● **Exercise passage**:
Purpose of the Study:

  • To evaluate AI performance in classifying needle EMG signals for muscle activity detection.
  • To assess AI's ability to differentiate between amyotrophic lateral sclerosis (ALS), myopathy, and non-disease controls using EMG data.
  • To compare AI model performance on clinically acquired versus curated EMG datasets.

Main Methods:

  • Utilized the Cleveland Clinic Foundation EMG Database (CCFDB), a large, clinically acquired EMG dataset.
  • Employed a two-step AI classification: a convolutional neural network (CNN) for signal detection, followed by random forest and CNNs for clinical classification.
  • Applied feature extraction techniques including Short-Time Fourier Transform (STFT), Discrete Wavelet Transform (DWT), Continuous Wavelet Transform (CWT), and Wavelet Packet Decomposition (WPD).

Main Results:

  • Included EMG data from 608 participants (266 ALS, 89 myopathy, 253 controls).

● **Work instructions**:
1. Reproduce the part of the EMG study summary between "Purpose of the" and "for clinical classification.", inclusive.
2. In the EMG study summary, how many of the included participants had myopathy?
3. Extend the EMG study summary past its final bullet under "Main Results".

Items stored from a collection:
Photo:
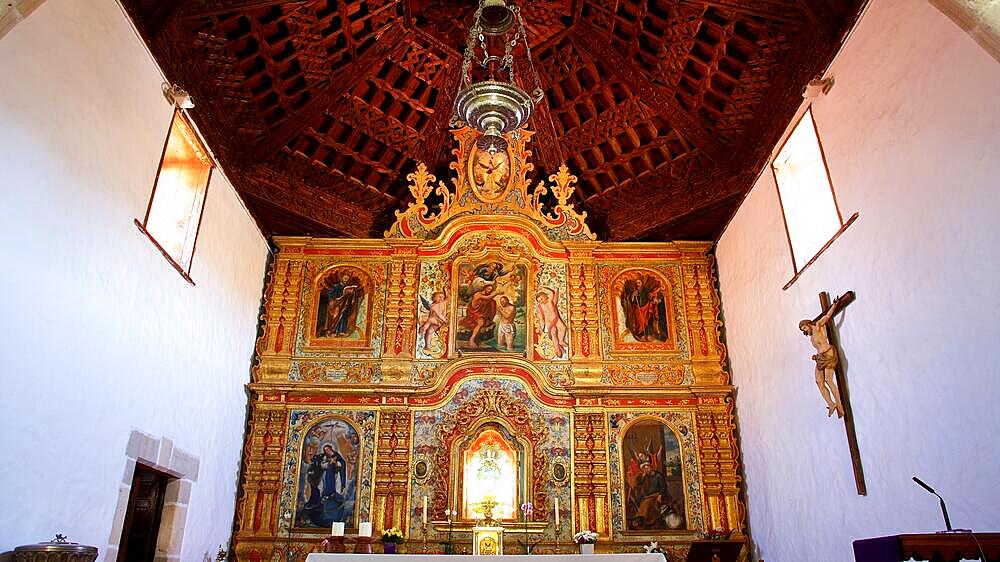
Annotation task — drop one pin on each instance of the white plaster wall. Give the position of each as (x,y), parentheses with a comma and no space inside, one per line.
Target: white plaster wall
(100,335)
(911,132)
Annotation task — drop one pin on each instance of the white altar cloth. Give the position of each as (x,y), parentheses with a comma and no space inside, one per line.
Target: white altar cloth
(336,557)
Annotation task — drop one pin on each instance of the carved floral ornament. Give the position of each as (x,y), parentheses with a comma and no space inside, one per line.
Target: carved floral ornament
(490,184)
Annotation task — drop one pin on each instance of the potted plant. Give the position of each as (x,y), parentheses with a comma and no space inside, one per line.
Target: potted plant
(716,535)
(448,547)
(586,539)
(390,539)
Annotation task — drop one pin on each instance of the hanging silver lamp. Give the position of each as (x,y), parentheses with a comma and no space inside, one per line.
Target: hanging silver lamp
(496,18)
(494,106)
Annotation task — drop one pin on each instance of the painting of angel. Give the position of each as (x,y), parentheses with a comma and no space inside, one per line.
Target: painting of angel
(491,307)
(550,324)
(654,487)
(434,314)
(328,474)
(342,308)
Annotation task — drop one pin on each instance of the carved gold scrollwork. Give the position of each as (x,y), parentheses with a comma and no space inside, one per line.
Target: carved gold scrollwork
(493,184)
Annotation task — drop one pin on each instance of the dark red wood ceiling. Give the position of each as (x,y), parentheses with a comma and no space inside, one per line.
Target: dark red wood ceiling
(665,109)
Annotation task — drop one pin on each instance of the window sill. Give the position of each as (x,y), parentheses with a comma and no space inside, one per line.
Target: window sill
(167,256)
(836,235)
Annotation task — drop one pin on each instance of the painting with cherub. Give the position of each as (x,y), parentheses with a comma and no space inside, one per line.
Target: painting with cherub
(490,307)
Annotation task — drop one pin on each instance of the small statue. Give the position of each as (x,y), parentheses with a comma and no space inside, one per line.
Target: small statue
(826,359)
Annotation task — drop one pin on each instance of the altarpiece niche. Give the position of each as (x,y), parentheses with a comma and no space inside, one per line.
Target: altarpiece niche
(489,348)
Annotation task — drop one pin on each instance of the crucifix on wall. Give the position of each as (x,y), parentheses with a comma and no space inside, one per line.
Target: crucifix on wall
(830,377)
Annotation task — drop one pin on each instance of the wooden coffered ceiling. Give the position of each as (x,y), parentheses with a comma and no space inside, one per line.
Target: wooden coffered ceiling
(665,109)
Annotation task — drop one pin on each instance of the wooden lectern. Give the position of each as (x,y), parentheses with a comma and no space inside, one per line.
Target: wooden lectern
(715,551)
(487,541)
(938,547)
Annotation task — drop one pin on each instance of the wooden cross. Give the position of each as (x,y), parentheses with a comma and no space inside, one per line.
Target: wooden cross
(852,438)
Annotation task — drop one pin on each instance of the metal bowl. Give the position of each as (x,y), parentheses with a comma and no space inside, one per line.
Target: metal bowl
(495,108)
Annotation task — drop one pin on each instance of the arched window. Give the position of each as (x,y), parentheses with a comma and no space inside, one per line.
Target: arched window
(490,473)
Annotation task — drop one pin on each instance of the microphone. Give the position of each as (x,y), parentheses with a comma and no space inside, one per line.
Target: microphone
(944,509)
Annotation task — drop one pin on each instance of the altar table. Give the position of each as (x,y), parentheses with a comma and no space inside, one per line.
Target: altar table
(324,557)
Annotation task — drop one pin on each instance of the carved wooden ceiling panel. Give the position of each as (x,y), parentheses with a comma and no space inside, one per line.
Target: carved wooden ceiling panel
(665,109)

● **Answers**:
1.
Purpose of the Study:

  • To evaluate AI performance in classifying needle EMG signals for muscle activity detection.
  • To assess AI's ability to differentiate between amyotrophic lateral sclerosis (ALS), myopathy, and non-disease controls using EMG data.
  • To compare AI model performance on clinically acquired versus curated EMG datasets.

Main Methods:

  • Utilized the Cleveland Clinic Foundation EMG Database (CCFDB), a large, clinically acquired EMG dataset.
  • Employed a two-step AI classification: a convolutional neural network (CNN) for signal detection, followed by random forest and CNNs for clinical classification.

2. 89

3.
  • The muscle activity detection model achieved 85.4% accuracy.
  • Continuous Wavelet Transform (CWT) with a two-layer CNN yielded the best clinical classification accuracy (62%) on the CCFDB; performance on a curated dataset (EMGlab) reached 91%.

Conclusions:

  • A significant performance gap exists between AI models trained on curated versus clinically acquired EMG datasets.
  • The variability and complexity of real-world clinical EMG signals necessitate the development of more robust AI models.
  • Future research should prioritize clinically-oriented AI development to enhance the translational applicability of AI in EMG analysis.